● Problem statement:
Retype the lines in the records below, from the line containing "TASK: localize decorative vase" through the end of the records, with nothing changed.

Rows of box annotation data:
· · · · · · ·

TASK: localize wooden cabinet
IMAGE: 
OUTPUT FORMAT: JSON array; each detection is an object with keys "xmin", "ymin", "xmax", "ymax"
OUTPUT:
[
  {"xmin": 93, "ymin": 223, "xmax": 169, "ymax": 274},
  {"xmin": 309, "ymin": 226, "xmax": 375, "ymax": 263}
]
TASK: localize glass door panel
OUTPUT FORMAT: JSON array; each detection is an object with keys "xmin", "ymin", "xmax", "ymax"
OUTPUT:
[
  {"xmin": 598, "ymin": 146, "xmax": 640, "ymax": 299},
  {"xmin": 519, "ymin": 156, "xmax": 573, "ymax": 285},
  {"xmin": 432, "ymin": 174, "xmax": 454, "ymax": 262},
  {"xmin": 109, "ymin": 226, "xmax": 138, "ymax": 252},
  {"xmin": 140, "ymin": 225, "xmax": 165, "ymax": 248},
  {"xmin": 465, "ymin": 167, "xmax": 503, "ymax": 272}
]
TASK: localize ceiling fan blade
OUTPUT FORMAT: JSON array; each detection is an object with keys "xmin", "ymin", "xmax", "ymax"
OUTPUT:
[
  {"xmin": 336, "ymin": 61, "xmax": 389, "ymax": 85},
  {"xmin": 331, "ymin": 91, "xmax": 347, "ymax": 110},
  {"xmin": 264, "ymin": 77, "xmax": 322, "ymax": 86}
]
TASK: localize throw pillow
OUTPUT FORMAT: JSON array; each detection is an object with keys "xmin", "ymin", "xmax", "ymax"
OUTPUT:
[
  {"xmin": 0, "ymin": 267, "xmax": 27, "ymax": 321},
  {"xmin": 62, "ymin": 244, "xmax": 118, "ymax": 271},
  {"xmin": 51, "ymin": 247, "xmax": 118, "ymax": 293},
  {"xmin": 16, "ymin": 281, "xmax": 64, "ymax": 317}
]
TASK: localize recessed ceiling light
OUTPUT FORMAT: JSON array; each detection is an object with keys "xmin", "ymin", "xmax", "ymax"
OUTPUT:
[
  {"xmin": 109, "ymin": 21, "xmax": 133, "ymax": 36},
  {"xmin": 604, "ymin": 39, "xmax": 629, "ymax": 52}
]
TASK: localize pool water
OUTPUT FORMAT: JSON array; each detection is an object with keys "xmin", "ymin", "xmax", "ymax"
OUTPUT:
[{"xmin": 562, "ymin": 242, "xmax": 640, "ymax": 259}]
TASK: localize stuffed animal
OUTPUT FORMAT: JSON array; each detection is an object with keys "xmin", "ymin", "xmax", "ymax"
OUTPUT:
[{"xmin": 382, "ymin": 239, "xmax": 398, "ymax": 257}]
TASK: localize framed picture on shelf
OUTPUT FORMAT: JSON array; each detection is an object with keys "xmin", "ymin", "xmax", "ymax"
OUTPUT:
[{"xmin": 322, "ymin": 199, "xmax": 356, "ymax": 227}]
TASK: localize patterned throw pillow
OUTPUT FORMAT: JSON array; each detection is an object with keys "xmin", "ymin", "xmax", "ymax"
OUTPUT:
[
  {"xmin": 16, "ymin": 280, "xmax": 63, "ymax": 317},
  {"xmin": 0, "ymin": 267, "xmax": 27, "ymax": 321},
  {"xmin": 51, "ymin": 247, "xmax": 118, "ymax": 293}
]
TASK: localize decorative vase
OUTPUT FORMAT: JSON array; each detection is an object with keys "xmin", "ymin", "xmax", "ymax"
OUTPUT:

· · · · · · ·

● Correct output:
TASK: localize decorative vase
OUTPUT FORMAT: JSON array; each detection is an object with keys "xmin", "ymin", "xmax", "ymax"
OUTPUT:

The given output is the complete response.